* [ACTION ITEM]
Reproduce only this part of the listing: the line with "# put a marker", plus every line after it through the last.

* [STORED DATA]
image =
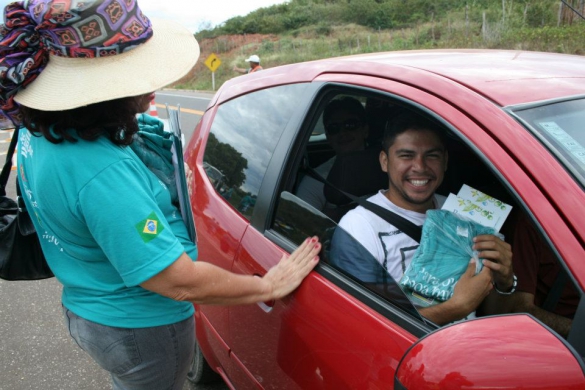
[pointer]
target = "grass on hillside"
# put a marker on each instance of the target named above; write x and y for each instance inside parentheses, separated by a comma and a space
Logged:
(323, 41)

* [TASK RESPONSE]
# put a marker on each instance of the target named above; write x and y for each instance inside parentheses, separated by a comma and a space
Logged:
(323, 41)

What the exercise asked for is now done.